▶ _EXCERPT TO READ_:
-- -- --

Thatch is described by the eminent plant physiologist James B. Beard as "A tightly intermingled layer of dead and living stems and roots that develops between the zone of green vegetation and the soil surface".
One of the main components of thatch is lignin, a long chain, lignocellulose polymer produced mainly from root matter, but it is also present in the shoots and leaves of grass plants.
Different plant species naturally contain higher or lower levels of lignin. For example, Red Fescue contains higher levels than Creeping Bentgrass which, in turn, has higher levels than Smooth-stalked Meadowgrass, and this characteristic is imparted to the fibre they produce. The higher the lignin content, the slower the rate of decomposition. This explains why Fescue fibre has a naturally tough feeling underfoot and why the surface is usually extremely firm. Lignin plays a crucial role in water transport in the plant and is therefore naturally hydrophobic (in order to move water about it must be waterproof).

-- -- --

▶ _SUPPLIED DATA_:
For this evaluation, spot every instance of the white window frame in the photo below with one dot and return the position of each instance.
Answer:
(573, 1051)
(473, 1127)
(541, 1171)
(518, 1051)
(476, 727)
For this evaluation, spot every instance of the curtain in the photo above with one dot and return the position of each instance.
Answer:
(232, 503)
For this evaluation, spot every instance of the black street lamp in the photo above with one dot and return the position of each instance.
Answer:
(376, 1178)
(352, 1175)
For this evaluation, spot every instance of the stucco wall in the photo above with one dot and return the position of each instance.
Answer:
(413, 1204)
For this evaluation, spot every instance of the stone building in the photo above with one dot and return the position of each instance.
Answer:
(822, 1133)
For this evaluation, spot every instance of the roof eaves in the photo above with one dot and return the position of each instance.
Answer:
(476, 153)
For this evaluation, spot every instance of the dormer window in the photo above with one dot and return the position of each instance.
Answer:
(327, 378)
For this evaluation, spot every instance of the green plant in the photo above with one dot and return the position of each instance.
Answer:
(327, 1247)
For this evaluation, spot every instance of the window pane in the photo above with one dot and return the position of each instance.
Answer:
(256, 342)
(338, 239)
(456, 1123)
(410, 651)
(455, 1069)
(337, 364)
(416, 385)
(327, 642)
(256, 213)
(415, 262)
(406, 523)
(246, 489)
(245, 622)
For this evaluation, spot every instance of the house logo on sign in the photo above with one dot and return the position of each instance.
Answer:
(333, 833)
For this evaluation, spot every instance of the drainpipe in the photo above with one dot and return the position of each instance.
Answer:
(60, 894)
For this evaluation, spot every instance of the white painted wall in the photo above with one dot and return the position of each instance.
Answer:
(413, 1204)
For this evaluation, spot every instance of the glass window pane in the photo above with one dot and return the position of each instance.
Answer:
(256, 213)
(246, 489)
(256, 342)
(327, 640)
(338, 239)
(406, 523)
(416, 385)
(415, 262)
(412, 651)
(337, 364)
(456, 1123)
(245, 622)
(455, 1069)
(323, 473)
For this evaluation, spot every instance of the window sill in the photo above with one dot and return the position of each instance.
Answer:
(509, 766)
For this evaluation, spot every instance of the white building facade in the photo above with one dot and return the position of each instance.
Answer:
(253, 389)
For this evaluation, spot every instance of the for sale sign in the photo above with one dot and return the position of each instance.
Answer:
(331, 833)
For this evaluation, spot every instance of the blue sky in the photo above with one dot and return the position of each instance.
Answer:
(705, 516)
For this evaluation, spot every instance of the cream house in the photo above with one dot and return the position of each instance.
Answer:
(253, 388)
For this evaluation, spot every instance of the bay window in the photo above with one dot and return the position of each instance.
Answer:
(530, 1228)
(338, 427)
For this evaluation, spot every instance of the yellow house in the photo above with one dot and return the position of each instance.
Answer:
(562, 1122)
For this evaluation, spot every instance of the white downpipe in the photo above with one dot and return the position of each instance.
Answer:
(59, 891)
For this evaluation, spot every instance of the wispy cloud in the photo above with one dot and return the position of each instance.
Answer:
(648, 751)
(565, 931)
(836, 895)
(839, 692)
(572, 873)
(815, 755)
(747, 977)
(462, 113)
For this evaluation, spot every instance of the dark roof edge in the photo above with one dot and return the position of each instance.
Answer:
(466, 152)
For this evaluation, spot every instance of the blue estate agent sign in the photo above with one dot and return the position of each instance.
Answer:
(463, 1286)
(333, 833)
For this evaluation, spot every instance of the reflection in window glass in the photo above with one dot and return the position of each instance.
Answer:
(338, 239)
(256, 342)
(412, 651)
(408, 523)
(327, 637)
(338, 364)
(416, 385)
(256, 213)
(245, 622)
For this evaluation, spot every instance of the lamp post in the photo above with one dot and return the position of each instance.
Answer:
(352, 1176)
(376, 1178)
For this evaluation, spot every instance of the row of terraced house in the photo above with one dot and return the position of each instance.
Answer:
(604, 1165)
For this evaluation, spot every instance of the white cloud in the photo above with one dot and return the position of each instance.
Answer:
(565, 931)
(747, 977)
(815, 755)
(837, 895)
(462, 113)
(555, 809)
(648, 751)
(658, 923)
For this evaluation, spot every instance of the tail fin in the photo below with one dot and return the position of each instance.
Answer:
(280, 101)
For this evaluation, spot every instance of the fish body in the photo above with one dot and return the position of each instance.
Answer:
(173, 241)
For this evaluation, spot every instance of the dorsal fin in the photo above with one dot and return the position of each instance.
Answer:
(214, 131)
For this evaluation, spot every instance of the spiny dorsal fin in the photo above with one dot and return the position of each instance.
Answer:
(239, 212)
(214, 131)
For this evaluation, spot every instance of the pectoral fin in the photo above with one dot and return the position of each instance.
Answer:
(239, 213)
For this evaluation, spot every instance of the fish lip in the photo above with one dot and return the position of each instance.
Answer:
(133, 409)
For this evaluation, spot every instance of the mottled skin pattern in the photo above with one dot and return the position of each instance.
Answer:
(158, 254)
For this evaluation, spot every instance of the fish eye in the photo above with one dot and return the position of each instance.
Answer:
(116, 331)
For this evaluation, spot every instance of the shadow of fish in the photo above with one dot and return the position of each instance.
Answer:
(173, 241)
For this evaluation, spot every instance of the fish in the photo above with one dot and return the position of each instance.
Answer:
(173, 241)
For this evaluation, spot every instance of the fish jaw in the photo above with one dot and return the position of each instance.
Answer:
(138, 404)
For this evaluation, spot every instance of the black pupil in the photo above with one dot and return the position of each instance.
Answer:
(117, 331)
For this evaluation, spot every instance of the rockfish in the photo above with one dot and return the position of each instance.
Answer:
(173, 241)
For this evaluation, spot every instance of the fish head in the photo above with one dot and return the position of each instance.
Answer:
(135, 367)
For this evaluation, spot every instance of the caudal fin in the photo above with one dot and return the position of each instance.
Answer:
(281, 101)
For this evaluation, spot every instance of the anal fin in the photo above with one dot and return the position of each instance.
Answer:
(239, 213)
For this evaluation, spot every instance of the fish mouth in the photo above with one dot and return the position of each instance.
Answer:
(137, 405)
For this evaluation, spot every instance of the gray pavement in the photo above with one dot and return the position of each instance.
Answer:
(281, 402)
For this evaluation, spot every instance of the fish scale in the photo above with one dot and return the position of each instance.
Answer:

-- -- --

▶ _EXERCISE 1_: Using the thatch passage above, decide whether each statement agrees with it: (a) Lignin is produced mainly from root matter. (b) Creeping Bentgrass contains more lignin than Red Fescue. (c) A higher lignin content speeds up decomposition. Answer each with yes or no and quote the deciding words.
▶ _EXERCISE 2_: Continue the thatch passage above, picking up after its last sentence.

▶ _RESULT 1_:
(a) Yes: "produced mainly from root matter"
(b) No: "Red Fescue contains higher levels than Creeping Bentgrass"
(c) No: "The higher the lignin content, the slower the rate of decomposition."

▶ _RESULT 2_:
This organic rich fibre layer, high in lignin, is extremely prone to dessication. A fibre layer with insufficient topdressing mixed through it will dry out far quicker than a soil/organic layer, and so localised hydrophobicity can be a distinct feature of thatchy turf.
This is demonstrated by the picture, which shows the classic 'beading' of water droplets placed on to a fibre layer. A lack of evenly distributed moisture in the surface causes localised dry areas and imparts stress of the grass, leading to wilting and a reduction in grass density. The increase in plant stress can also result in reduced plant health and increased susceptibility to disease.
The increased hydrophobicity makes thatch very difficult to 'wet up' after it has dried out and often water is shed from, rather than penetrating the surface.
Q. Soil cores have shown that I have areas of 'Black layer' in the soil of my push-up greens. I will increase my aeration programme where possible, but what other things can I do to help minimise it?
Black Layer in the soil appears as areas of black, foul smelling rootzone that can be small or large, deep or shallow. Mainly this is a deposit of iron sulphide that forms when hydrogen sulphide gas (the reason for the foul smell) reacts with iron in the soil. Hydrogen sulphide gas is toxic to grass plants and often prevents the formation of a good root system, which has a knock-on effect by increasing plant stress levels as the roots are concentrated near the surface.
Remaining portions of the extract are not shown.